* **Provided records**
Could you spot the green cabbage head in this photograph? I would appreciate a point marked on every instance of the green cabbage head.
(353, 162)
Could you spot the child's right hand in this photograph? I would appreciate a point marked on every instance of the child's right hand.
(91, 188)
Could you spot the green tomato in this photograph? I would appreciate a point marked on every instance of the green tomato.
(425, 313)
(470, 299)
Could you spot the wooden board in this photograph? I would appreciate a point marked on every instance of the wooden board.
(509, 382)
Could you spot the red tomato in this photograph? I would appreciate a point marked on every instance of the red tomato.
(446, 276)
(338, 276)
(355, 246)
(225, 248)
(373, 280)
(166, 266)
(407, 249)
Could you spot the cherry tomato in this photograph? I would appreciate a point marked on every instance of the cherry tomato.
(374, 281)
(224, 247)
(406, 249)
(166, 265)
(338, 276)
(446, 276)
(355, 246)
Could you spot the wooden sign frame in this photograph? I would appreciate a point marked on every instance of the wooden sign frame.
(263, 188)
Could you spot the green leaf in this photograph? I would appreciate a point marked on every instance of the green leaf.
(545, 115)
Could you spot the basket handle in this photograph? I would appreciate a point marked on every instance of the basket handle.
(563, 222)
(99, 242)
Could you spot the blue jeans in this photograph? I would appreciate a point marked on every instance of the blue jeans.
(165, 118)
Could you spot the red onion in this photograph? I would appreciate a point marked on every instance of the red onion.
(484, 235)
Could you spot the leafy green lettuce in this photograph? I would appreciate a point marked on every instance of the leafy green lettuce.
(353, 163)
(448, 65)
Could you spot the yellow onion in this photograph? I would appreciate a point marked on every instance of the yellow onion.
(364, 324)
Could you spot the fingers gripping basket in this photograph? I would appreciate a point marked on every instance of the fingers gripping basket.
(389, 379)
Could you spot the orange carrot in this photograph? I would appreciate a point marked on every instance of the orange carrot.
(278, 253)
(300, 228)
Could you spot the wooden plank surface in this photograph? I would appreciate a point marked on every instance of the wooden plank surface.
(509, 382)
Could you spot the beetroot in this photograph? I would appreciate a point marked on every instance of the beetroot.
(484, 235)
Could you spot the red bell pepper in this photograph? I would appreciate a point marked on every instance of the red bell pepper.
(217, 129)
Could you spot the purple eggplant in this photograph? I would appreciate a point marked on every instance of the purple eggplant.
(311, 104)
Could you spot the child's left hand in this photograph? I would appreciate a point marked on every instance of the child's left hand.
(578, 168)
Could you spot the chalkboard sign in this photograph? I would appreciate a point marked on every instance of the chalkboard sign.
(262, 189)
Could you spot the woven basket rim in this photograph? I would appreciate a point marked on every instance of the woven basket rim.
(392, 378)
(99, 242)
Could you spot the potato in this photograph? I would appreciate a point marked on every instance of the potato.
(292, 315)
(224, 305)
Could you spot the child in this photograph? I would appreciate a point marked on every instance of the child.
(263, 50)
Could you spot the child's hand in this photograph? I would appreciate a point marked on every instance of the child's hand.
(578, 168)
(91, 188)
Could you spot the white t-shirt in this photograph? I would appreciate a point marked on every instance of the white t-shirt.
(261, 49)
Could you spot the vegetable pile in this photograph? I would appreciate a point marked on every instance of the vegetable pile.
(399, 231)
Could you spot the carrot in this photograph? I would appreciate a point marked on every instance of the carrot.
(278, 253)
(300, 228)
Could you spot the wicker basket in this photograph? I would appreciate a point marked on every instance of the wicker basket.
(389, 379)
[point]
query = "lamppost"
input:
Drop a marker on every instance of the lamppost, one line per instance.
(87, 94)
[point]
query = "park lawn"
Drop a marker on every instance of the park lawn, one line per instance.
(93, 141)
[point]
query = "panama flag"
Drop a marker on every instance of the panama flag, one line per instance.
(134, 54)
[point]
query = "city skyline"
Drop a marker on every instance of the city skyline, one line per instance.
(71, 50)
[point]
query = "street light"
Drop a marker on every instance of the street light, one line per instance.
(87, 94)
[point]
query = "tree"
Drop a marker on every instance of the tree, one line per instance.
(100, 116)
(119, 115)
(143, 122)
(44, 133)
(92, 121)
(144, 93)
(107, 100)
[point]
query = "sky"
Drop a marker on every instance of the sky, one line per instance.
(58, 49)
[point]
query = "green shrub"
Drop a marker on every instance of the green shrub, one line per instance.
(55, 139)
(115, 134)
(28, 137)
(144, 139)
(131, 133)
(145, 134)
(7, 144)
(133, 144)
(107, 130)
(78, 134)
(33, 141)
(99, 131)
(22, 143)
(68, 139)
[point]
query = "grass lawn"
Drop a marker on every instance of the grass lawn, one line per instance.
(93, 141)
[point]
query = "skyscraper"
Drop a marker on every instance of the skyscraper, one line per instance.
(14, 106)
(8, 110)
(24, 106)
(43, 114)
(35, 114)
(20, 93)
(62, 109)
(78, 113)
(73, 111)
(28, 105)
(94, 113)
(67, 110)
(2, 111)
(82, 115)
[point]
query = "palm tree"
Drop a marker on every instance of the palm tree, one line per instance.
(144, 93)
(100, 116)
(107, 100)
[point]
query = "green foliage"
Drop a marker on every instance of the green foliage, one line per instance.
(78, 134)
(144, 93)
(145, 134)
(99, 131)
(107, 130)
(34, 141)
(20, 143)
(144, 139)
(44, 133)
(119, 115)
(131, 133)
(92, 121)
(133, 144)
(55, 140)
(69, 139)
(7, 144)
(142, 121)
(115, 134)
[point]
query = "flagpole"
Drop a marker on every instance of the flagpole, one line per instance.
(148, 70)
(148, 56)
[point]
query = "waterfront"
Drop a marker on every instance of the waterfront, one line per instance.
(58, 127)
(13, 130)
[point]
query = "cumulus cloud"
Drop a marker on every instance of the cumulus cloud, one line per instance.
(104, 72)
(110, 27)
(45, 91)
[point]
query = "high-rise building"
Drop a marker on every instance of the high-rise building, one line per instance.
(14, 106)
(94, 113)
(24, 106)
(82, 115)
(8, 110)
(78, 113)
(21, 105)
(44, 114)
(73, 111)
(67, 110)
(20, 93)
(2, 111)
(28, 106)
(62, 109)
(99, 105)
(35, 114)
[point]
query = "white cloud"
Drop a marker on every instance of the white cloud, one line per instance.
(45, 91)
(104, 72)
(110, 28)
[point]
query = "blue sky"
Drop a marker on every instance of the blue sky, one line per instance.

* **What you will do**
Repeat each record above precisely as written.

* **Solved problem**
Could you spot the green cabbage head in this photograph? I would appreciate a point marked on every instance of the green cabbage head.
(353, 162)
Could you spot the child's right hand in this photograph? I would appreciate a point marked on every instance of the child's right hand.
(91, 188)
Could you spot the green tomato in this photograph? I would appreciate a point marked on every instance of the green tomato.
(425, 313)
(470, 299)
Could you spot the wooden board in this photograph? I would appreciate a point marked on every instance of the wooden board.
(509, 382)
Could you spot the red tomato in this photograph? I would appreciate a point marked on every instance of the red tomato.
(446, 276)
(338, 276)
(355, 246)
(225, 248)
(373, 280)
(166, 266)
(407, 249)
Could you spot the cherry tomato in this photograph? I would appreciate a point marked on every instance of the cherry tomato.
(374, 281)
(224, 247)
(406, 249)
(166, 265)
(338, 276)
(446, 276)
(355, 246)
Could you spot the wooden sign frame in this photograph? I would appreciate a point marked on every instance of the wooden sign frame.
(263, 188)
Could you spot the green leaf in this photograph? I would appreciate a point marked on every instance of the green leaf.
(545, 115)
Could you spot the basket handle in this photograph? I would appreciate a point marked on every instance of the basket handle.
(563, 222)
(99, 242)
Could you spot the blue jeans in this photograph? I would appreciate a point marked on every instance of the blue jeans.
(165, 118)
Could you spot the red onion in this photograph? I would appreciate a point marked on every instance of the red onion.
(484, 235)
Could you spot the leafy green lettuce in this photograph? I would appreciate a point marked on every instance of the leafy green lettuce.
(353, 163)
(448, 65)
Could you spot the yellow onion in this photograph? I would appreciate a point marked on every instance of the yellow onion.
(364, 324)
Could you spot the fingers gripping basket in this photograph? I would appreciate a point marked on every instance of the fingers gripping basket.
(389, 379)
Could you spot the orange carrot in this photograph? I would appreciate a point marked on every instance of the orange carrot.
(278, 253)
(300, 228)
Could you spot the wooden plank surface in this photograph? I would appreciate a point marked on every instance of the wooden plank surface.
(509, 382)
Could you spot the beetroot in this photograph? I would appreciate a point marked on every instance of the beetroot.
(484, 235)
Could you spot the red bell pepper in this photograph? I would appreciate a point marked on every instance of the red bell pepper.
(217, 129)
Could you spot the purple eggplant in this photograph? I would appreciate a point marked on every instance of the purple eggplant.
(311, 104)
Could you spot the child's left hand in this photograph? I would appreciate a point marked on every instance of the child's left hand.
(578, 168)
Could you spot the chalkboard sign in this photograph? I would appreciate a point marked on every instance of the chalkboard sign.
(262, 189)
Could you spot the woven basket rim in this photograph? I would appreciate a point marked on every instance of the woven basket rim.
(392, 378)
(99, 242)
Could you spot the potato in this photograph? I would appreciate a point marked on every instance of the potato.
(292, 315)
(224, 305)
Could you spot the child in this photograph? I would appreciate a point marked on every instance of the child.
(263, 50)
Could you spot the child's hand in this photograph? I would appreciate a point marked on every instance of the child's hand.
(578, 168)
(91, 188)
Could you spot the white t-shirt in this photograph? I would appreciate a point marked on every instance of the white t-shirt.
(261, 49)
Could you spot the vegetable pile in this photograph? I would appreciate a point marked on every instance of the vegetable pile.
(399, 231)
Could you spot the carrot in this photograph? I would appreciate a point marked on every instance of the carrot.
(278, 253)
(300, 228)
Could you spot the wicker basket in this photograph? I would appreciate a point marked on every instance of the wicker basket.
(389, 379)
[point]
query = "lamppost"
input:
Drop a marker on every instance of the lamppost, one line per instance.
(87, 94)
[point]
query = "park lawn"
Drop a marker on every instance of the park lawn, one line per instance.
(93, 141)
[point]
query = "panama flag"
Drop a marker on every instance of the panama flag, one line per instance.
(134, 54)
[point]
query = "city skyline"
Drop a marker on every instance of the city skyline, one line per instance.
(71, 50)
[point]
query = "street light"
Drop a marker on every instance of the street light, one line per instance.
(87, 94)
[point]
query = "tree"
Drop a marker on every instance of the tree, one line per instance.
(100, 116)
(119, 115)
(143, 122)
(44, 133)
(92, 121)
(144, 93)
(107, 100)
[point]
query = "sky"
Drop a marker on every instance of the sky, one line per instance.
(58, 49)
[point]
query = "green shrub"
Drop a marker on every instance of the green shrub, one line per instance.
(55, 139)
(115, 134)
(28, 137)
(144, 139)
(131, 133)
(145, 134)
(7, 144)
(133, 144)
(107, 130)
(78, 134)
(33, 141)
(99, 131)
(22, 143)
(68, 139)
[point]
query = "grass lawn"
Drop a marker on every instance of the grass lawn, one line per instance.
(93, 141)
[point]
query = "skyscraper"
Drop a marker on every instance of the skyscraper, one line per instance.
(14, 106)
(8, 110)
(24, 106)
(43, 114)
(35, 114)
(20, 93)
(62, 109)
(78, 113)
(73, 111)
(28, 105)
(94, 113)
(67, 110)
(2, 111)
(82, 115)
[point]
query = "palm tree"
Drop a marker on every instance of the palm tree, one line per instance.
(144, 93)
(100, 116)
(107, 100)
[point]
query = "green foliage"
Drop a marker on every instance of the green foliage, one line per instance.
(78, 134)
(144, 93)
(145, 134)
(99, 131)
(107, 130)
(34, 141)
(20, 143)
(144, 139)
(44, 133)
(119, 115)
(131, 133)
(92, 121)
(133, 144)
(55, 140)
(69, 139)
(7, 144)
(142, 121)
(115, 134)
[point]
query = "flagpole"
Drop a marker on every instance of the flagpole, one line per instance.
(148, 70)
(148, 56)
[point]
query = "waterfront"
Drop a marker on every instance of the waterfront, one line per instance.
(58, 127)
(13, 130)
[point]
query = "cumulus cloud"
Drop a marker on every instance of the cumulus cloud, one line per instance.
(104, 72)
(110, 27)
(45, 91)
[point]
query = "high-rise building"
Drop a marker on every instance of the high-rise building, one line per instance.
(14, 106)
(94, 113)
(24, 106)
(82, 115)
(8, 110)
(78, 113)
(21, 105)
(44, 114)
(73, 111)
(67, 110)
(20, 93)
(2, 111)
(28, 106)
(62, 109)
(99, 105)
(35, 114)
[point]
query = "white cloud"
Drop a marker on every instance of the white cloud, one line per instance.
(45, 91)
(104, 72)
(110, 28)
[point]
query = "blue sky"
Drop a marker on every instance of the blue sky, one line per instance.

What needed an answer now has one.